*** Information given ***

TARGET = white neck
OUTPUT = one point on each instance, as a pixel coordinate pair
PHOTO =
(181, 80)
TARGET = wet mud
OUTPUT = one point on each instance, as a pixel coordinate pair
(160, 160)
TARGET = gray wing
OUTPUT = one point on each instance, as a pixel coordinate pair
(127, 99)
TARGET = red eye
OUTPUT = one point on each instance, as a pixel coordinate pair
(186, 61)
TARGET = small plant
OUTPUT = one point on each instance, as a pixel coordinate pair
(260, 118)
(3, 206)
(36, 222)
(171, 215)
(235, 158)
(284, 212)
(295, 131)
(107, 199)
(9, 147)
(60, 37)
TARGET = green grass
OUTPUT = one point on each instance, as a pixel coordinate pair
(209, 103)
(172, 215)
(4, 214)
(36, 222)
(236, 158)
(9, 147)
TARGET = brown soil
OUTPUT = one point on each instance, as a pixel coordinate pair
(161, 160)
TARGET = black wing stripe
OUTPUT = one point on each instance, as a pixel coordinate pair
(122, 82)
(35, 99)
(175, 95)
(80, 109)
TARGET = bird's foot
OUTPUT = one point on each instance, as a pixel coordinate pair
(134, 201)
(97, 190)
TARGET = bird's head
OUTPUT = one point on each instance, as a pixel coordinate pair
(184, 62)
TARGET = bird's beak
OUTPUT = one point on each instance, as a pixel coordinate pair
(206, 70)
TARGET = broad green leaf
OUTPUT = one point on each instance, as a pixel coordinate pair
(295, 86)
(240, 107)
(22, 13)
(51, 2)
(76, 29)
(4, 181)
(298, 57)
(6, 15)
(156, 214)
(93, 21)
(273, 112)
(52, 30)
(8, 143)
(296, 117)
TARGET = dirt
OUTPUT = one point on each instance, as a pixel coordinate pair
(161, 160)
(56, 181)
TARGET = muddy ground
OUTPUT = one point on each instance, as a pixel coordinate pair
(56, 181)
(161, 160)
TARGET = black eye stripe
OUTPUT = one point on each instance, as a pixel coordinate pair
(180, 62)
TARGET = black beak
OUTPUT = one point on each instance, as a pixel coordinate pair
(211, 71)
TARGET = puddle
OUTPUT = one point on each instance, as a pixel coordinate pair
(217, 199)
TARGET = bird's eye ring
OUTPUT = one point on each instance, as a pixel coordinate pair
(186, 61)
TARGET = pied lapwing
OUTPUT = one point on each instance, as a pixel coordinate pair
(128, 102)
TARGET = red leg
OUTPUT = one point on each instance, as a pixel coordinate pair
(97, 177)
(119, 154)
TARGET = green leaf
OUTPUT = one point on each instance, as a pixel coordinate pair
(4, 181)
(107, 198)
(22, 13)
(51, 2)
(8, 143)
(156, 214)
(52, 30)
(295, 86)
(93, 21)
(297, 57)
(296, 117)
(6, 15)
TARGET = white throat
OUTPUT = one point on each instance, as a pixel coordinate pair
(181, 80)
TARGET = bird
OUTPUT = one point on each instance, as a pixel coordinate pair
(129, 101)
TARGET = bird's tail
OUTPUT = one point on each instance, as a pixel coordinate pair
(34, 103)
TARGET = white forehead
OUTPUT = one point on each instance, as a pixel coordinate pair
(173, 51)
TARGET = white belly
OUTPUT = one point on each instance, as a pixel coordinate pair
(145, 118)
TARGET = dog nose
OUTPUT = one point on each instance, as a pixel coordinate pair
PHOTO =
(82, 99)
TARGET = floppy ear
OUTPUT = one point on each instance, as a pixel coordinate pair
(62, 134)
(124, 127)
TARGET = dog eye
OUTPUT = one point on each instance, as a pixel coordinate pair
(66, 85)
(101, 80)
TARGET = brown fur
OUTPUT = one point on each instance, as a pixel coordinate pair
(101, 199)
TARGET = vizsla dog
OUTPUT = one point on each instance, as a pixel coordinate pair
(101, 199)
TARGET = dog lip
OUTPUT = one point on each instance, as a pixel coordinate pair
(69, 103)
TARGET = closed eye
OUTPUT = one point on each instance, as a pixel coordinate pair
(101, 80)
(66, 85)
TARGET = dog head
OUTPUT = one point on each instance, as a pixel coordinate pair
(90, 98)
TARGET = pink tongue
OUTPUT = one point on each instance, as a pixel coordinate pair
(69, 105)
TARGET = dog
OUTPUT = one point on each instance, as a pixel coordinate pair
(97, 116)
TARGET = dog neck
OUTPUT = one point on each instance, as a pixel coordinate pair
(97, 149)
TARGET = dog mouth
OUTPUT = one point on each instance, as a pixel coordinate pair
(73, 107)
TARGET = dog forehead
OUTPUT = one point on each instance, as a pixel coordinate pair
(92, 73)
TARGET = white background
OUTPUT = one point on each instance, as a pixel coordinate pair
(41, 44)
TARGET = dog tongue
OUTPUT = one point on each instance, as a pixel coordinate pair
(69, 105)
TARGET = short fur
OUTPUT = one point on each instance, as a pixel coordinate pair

***

> **Exercise**:
Retype the records above in full, exactly.

> **Task solution**:
TARGET = white neck
OUTPUT = one point on each instance, as a pixel coordinate pair
PHOTO =
(181, 80)
TARGET = wet mud
OUTPUT = one point on each instance, as a pixel coordinate pair
(160, 160)
TARGET = gray wing
OUTPUT = one point on each instance, as a pixel coordinate pair
(127, 99)
TARGET = red eye
OUTPUT = one point on each instance, as a pixel coordinate pair
(186, 61)
TARGET = small plant
OUTPUT = one point on each instance, as a pixel coordinate pair
(260, 118)
(3, 206)
(36, 222)
(171, 215)
(235, 158)
(284, 212)
(295, 131)
(107, 199)
(9, 147)
(60, 37)
TARGET = green grass
OUTPUT = one point on each instance, as a pixel coordinate pair
(209, 103)
(172, 215)
(4, 214)
(36, 222)
(236, 158)
(9, 147)
TARGET = brown soil
OUTPUT = one point on each instance, as a pixel coordinate pair
(161, 160)
TARGET = black wing stripe
OUTPUT = one point on each instance, as a pixel coordinate pair
(122, 82)
(35, 99)
(175, 95)
(80, 109)
TARGET = bird's foot
OUTPUT = one point on each instance, as a pixel coordinate pair
(134, 201)
(97, 190)
TARGET = bird's head
OUTPUT = one point on each instance, as a pixel coordinate pair
(184, 62)
TARGET = bird's beak
OUTPUT = one point on each instance, as a pixel coordinate pair
(206, 70)
TARGET = broad green leaf
OUTPUT = one point on each instance, as a pixel coordinate pair
(295, 86)
(240, 107)
(22, 13)
(51, 2)
(76, 29)
(4, 181)
(298, 57)
(6, 15)
(156, 214)
(93, 21)
(273, 112)
(52, 30)
(8, 143)
(296, 117)
TARGET = dirt
OUTPUT = one point on each instance, as a pixel coordinate pair
(161, 160)
(56, 181)
TARGET = muddy ground
OUTPUT = one point on each instance, as a pixel coordinate pair
(56, 181)
(161, 160)
TARGET = black eye stripe
OUTPUT = one point on each instance, as a pixel coordinate pair
(180, 62)
TARGET = black beak
OUTPUT = one point on each instance, as a pixel coordinate pair
(211, 71)
TARGET = puddle
OUTPUT = one point on each instance, as a pixel coordinate pair
(217, 199)
TARGET = bird's eye ring
OUTPUT = one point on each instance, as a pixel coordinate pair
(186, 61)
TARGET = pied lapwing
OUTPUT = one point on each instance, as a pixel coordinate pair
(128, 102)
TARGET = red leg
OUTPUT = one point on each instance, as a pixel coordinate pair
(97, 177)
(119, 154)
TARGET = green leaf
OUTPUT = one point on each instance, as a pixel coordinate pair
(4, 181)
(107, 198)
(22, 13)
(51, 2)
(8, 143)
(156, 214)
(52, 30)
(295, 86)
(93, 21)
(297, 57)
(296, 117)
(6, 15)
TARGET = white throat
OUTPUT = one point on each instance, as a pixel coordinate pair
(181, 80)
TARGET = bird
OUTPUT = one point on each instance, as a pixel coordinate pair
(129, 101)
TARGET = bird's tail
OUTPUT = one point on each instance, as a pixel coordinate pair
(34, 103)
TARGET = white forehead
OUTPUT = one point on each instance, as a pixel coordinate pair
(173, 51)
TARGET = white belly
OUTPUT = one point on each instance, as a pixel coordinate pair
(145, 118)
TARGET = dog nose
OUTPUT = one point on each instance, as a pixel coordinate pair
PHOTO =
(82, 99)
TARGET = floppy ear
OUTPUT = one point on each instance, as a pixel coordinate pair
(62, 134)
(124, 127)
TARGET = dog eye
OUTPUT = one point on each instance, as a pixel coordinate pair
(66, 85)
(101, 80)
TARGET = brown fur
OUTPUT = one point on each instance, as a pixel coordinate pair
(101, 199)
TARGET = vizsla dog
OUTPUT = one point on each instance, as a pixel coordinate pair
(101, 199)
TARGET = dog lip
OUTPUT = one point on each instance, as a pixel coordinate pair
(69, 103)
TARGET = closed eye
OUTPUT = one point on each instance, as a pixel coordinate pair
(101, 80)
(66, 85)
TARGET = dog head
OUTPUT = one point on each instance, as a pixel coordinate pair
(90, 98)
TARGET = pink tongue
OUTPUT = one point on each instance, as a pixel coordinate pair
(69, 105)
TARGET = dog
OUTPUT = one point on each instance, as a pixel coordinate pair
(97, 116)
TARGET = dog neck
OUTPUT = one point on each instance, as a pixel coordinate pair
(97, 149)
TARGET = dog mouth
OUTPUT = one point on each instance, as a pixel coordinate pair
(73, 107)
TARGET = dog forehead
OUTPUT = one point on each instance, as a pixel coordinate pair
(92, 73)
TARGET = white background
OUTPUT = one point on each instance, as a pixel coordinate pair
(41, 44)
TARGET = dog tongue
OUTPUT = one point on each instance, as a pixel coordinate pair
(69, 105)
TARGET = short fur
OUTPUT = one point on each instance, as a pixel coordinate pair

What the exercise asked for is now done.